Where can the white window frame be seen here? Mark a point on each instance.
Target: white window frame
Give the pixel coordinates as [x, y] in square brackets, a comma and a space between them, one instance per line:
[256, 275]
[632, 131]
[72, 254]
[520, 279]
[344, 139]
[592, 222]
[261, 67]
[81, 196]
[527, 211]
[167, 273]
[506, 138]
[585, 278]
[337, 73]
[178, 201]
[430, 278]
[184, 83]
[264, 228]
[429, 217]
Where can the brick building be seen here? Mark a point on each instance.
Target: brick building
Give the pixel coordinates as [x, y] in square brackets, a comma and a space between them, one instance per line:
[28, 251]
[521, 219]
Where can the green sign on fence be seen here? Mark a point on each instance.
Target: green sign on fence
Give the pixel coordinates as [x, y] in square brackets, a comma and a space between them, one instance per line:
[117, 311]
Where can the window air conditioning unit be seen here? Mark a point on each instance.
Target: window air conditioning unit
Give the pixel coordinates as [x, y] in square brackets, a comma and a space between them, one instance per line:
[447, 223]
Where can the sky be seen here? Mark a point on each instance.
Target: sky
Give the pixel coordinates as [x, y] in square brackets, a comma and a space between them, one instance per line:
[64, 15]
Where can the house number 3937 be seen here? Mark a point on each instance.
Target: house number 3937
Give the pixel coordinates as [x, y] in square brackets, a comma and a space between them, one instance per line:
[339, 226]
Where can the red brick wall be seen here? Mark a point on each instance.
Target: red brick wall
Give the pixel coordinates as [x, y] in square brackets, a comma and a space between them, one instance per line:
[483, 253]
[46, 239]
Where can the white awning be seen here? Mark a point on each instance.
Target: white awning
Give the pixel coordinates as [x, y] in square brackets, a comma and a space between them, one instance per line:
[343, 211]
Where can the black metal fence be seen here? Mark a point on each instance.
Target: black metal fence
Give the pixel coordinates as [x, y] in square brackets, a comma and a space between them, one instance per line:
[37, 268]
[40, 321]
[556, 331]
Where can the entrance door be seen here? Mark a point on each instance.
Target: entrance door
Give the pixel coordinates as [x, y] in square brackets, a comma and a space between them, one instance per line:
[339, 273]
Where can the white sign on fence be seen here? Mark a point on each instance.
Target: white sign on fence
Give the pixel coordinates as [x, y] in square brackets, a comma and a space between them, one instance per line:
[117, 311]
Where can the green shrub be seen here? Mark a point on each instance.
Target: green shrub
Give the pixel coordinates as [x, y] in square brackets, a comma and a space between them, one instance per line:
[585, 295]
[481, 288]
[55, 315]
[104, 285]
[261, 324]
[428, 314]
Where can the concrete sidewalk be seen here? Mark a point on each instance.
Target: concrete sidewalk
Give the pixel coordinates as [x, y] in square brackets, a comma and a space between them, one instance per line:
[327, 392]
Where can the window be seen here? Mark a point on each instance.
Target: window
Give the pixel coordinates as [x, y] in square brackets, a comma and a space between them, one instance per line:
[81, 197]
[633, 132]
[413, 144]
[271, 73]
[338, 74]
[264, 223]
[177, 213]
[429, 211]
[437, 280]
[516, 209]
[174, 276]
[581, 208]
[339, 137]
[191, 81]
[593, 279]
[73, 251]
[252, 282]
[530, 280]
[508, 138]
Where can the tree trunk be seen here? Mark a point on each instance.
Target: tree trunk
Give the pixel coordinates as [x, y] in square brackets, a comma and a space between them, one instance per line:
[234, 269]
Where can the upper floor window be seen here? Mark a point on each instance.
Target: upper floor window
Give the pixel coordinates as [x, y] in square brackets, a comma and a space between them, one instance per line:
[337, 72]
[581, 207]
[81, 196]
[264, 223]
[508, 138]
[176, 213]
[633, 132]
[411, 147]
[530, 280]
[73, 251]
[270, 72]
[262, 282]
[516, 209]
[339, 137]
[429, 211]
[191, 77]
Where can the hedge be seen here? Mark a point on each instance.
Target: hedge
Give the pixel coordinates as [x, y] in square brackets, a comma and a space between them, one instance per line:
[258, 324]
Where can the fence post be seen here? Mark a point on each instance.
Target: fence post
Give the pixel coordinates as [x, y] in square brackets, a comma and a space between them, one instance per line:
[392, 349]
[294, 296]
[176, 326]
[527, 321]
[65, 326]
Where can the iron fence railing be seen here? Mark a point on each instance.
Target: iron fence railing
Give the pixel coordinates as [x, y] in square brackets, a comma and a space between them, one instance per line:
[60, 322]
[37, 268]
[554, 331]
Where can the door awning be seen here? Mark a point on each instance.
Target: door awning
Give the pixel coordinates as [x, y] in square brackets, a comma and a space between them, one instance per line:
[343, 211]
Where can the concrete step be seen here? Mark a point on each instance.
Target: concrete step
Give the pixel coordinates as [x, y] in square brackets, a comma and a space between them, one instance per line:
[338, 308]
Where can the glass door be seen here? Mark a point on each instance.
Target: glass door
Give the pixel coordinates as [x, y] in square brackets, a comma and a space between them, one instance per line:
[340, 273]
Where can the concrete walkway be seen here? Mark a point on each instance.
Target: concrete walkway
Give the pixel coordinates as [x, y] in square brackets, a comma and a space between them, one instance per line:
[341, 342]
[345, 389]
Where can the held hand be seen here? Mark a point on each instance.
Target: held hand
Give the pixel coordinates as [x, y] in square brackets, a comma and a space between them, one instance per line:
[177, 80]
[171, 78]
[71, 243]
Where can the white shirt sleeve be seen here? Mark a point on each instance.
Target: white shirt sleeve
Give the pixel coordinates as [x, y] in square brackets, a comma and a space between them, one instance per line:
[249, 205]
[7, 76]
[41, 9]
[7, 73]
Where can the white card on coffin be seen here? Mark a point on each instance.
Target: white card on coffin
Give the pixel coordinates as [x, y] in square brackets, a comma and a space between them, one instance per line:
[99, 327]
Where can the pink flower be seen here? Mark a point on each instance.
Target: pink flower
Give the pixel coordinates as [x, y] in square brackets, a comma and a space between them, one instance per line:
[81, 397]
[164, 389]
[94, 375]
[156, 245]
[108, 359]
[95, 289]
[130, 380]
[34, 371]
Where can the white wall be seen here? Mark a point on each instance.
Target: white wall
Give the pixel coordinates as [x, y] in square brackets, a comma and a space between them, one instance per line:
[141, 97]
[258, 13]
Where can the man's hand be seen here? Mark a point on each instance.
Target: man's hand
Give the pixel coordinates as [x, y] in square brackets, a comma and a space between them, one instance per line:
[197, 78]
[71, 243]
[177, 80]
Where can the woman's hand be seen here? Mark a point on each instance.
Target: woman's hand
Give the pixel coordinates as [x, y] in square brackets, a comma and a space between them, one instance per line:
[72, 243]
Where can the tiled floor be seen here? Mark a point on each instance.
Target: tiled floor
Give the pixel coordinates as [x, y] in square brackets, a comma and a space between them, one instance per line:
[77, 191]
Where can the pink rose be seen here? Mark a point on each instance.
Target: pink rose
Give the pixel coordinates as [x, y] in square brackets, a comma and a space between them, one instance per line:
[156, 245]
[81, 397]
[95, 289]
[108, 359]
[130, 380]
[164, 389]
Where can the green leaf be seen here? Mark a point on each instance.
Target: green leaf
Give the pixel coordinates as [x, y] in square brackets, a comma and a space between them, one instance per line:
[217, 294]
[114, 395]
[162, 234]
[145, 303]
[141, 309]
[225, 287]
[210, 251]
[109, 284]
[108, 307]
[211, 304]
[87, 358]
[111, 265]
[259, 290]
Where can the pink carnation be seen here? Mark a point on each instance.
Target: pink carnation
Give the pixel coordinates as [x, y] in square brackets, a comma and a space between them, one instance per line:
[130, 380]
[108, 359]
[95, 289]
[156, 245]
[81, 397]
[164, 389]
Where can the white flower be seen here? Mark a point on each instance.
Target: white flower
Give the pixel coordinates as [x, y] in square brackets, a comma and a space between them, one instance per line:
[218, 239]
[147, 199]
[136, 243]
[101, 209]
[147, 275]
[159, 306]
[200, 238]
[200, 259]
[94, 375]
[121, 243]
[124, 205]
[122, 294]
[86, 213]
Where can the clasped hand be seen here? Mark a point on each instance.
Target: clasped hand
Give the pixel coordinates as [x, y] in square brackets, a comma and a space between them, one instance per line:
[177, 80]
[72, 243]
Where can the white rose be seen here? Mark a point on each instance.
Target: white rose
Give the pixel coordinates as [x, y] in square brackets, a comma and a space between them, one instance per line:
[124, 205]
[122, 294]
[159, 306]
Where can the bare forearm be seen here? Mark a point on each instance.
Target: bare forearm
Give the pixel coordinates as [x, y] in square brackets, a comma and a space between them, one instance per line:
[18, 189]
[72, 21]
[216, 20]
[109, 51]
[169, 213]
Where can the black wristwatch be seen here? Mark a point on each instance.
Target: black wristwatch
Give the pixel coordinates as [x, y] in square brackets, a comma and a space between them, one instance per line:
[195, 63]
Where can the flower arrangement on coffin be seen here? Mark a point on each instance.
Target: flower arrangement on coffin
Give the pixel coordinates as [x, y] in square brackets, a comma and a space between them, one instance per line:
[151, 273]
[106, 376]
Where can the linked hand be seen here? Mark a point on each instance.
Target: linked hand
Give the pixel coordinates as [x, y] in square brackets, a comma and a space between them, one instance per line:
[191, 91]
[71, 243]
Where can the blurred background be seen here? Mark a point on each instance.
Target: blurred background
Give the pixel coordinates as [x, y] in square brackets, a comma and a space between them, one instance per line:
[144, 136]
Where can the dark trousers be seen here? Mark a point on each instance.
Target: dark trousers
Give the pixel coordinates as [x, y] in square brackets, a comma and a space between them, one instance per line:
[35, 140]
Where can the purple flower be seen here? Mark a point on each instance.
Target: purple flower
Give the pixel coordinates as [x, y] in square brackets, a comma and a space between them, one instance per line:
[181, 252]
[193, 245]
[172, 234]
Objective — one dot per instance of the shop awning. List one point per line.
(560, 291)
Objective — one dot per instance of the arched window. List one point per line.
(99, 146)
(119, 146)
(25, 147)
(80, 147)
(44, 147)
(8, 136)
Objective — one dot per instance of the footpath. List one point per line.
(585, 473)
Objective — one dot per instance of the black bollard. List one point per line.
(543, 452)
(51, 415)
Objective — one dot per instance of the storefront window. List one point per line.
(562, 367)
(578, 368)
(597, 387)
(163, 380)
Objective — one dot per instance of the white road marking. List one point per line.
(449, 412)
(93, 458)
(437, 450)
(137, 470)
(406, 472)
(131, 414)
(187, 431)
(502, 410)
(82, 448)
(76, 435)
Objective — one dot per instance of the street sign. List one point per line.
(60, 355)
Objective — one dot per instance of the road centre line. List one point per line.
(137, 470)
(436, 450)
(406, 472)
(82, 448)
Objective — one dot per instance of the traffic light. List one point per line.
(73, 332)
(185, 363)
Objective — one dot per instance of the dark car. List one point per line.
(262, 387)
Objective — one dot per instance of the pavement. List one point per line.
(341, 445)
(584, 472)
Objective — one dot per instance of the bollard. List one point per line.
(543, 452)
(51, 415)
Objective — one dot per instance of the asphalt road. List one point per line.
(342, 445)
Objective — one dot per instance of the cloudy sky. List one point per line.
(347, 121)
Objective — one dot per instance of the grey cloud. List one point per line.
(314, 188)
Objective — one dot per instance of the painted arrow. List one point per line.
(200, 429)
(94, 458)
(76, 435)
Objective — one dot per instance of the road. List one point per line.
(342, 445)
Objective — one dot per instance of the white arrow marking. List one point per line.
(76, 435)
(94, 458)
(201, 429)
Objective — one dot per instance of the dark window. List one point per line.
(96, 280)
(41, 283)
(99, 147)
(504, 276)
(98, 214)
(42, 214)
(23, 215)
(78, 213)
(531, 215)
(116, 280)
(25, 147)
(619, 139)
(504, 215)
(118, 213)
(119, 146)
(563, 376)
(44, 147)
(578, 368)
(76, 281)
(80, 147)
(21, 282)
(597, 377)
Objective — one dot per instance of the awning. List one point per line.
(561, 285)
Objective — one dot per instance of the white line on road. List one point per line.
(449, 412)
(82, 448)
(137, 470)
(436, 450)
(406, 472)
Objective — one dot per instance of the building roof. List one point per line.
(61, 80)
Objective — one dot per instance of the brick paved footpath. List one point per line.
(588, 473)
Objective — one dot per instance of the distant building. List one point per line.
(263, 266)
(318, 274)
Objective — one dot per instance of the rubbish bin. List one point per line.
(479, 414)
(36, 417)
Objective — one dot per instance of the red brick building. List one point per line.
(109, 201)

##############################

# Objective:
Starting at the line that contains "Objective — one dot per instance of the road centre" and ending at the end of the records, express these records as a two-column CSV with the headers text and answer. Give one row per record, put each field in quotation marks, and replace line breaks with spaces.

# Exercise response:
text,answer
"Objective — one dot per instance of the road centre line. List one point per line.","(137, 470) (436, 450) (406, 472) (82, 448)"
"Objective — one dot per instance of the traffic light. List one point per line.","(73, 332) (185, 363)"
"Objective — one dot per instance of the dark car. List one point per line.","(262, 387)"
"Objective — one dot per instance of the pavement. List one point per line.","(341, 445) (584, 472)"
"Objective — one dot per instance of the bollard. List one point per line.","(543, 452) (51, 415)"
"Objective — one dot per instance of the asphalt road. List one point per line.","(342, 445)"
"Objective — one dot per instance of the cloudy sky. List one point per line.","(347, 121)"
"Objective — one dot per instance of the grey cloud. List one point per line.","(314, 188)"
"Objective — one dot per instance of the painted arrow. List one point per line.","(200, 429) (94, 458) (76, 435)"
"Objective — one dot per instance of the road. List one point per line.","(342, 445)"
"Objective — one dot per instance of the white arrow marking. List one point per line.","(76, 435) (94, 458) (201, 429)"
"Objective — one dot per instance of the dark window. List one point per line.","(96, 280) (41, 283) (99, 147) (504, 276) (98, 214) (42, 214) (23, 215) (78, 213) (531, 215) (116, 280) (25, 147) (619, 139) (504, 215) (118, 213) (119, 146) (563, 376) (44, 147) (578, 368) (76, 281) (80, 147) (21, 282) (597, 377)"
"Objective — one dot per instance of the awning. List one point per line.","(561, 285)"
"Objective — one dot per instance of the white line on road. List one point per line.","(449, 412) (82, 448) (137, 470) (436, 450) (406, 472)"
"Objective — one dot per instance of the building roof. List one point per line.","(61, 80)"
"Objective — one dot per instance of the brick paved footpath. List one point per line.","(588, 473)"
"Objective — one dot per instance of the distant building. List one point per line.","(263, 266) (318, 274)"
"Objective — one dot per instance of the rubbish bin. List one point per line.","(479, 414) (36, 417)"
"Objective — one dot per instance of the red brick building. List one point per line.","(109, 201)"